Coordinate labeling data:
(begin)
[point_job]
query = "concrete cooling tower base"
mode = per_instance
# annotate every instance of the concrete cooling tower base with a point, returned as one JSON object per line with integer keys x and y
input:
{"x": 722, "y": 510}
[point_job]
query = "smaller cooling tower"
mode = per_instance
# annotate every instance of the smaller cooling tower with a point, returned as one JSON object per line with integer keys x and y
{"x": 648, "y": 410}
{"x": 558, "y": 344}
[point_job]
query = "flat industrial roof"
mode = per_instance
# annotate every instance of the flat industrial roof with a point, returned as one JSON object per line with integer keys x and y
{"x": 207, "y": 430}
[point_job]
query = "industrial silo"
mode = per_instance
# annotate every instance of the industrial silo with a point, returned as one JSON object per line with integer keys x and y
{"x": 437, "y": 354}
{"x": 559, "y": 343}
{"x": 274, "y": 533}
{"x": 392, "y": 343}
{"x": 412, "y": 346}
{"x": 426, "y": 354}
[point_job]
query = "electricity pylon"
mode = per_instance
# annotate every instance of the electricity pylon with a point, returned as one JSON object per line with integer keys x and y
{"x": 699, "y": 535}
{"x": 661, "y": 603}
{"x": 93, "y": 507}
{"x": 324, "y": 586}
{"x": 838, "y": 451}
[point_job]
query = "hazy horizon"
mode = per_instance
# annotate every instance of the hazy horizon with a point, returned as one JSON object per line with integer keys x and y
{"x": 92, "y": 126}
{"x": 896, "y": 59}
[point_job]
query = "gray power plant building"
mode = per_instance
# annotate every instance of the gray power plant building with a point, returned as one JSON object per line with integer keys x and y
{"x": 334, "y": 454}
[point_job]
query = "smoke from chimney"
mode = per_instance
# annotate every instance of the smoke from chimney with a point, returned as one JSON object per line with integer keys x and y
(end)
### GIVEN TASK
Your task is to repeat each line of the material exactly.

### PROBLEM SOLUTION
[point_job]
query = "concrete cooling tower base"
mode = per_instance
# annotate every instance of the concrete cooling tower base with a point, returned as one JSON object per line with integer keys x and y
input:
{"x": 722, "y": 510}
[point_job]
query = "smaller cooling tower"
mode = per_instance
# annotate every instance of the smaller cooling tower with a point, returned as one JSON object per line with integer keys x and y
{"x": 648, "y": 410}
{"x": 558, "y": 344}
[point_job]
query = "flat industrial roof"
mode = per_instance
# annotate every instance of the flat industrial roof with a point, returned as one JSON object per line with integer keys x and y
{"x": 207, "y": 430}
[point_job]
query = "industrial silo"
mode = per_instance
# annotate every instance of the industrial silo with a point, returned as one JSON object per line with integer keys x and y
{"x": 437, "y": 354}
{"x": 559, "y": 343}
{"x": 274, "y": 533}
{"x": 392, "y": 343}
{"x": 412, "y": 346}
{"x": 426, "y": 354}
[point_job]
query = "electricity pylon"
mode = per_instance
# annotate every instance of the electricity pylon with a point, returned as one JSON object per line with integer keys x and y
{"x": 699, "y": 535}
{"x": 661, "y": 603}
{"x": 93, "y": 507}
{"x": 324, "y": 586}
{"x": 838, "y": 451}
[point_job]
query = "hazy horizon"
mode = per_instance
# annotate every instance of the hazy horizon with a point, returned as one JSON object per line with integer keys x and y
{"x": 92, "y": 126}
{"x": 896, "y": 59}
[point_job]
query = "gray power plant building"
mode = per_instance
# annotate every instance of the gray power plant building with a point, returned as one JSON object per line with integer keys x and y
{"x": 334, "y": 454}
[point_job]
query = "smoke from chimney"
mode = per_instance
# annotate every instance of the smoke from chimney with a point, returned as one JSON object per line with integer keys x and y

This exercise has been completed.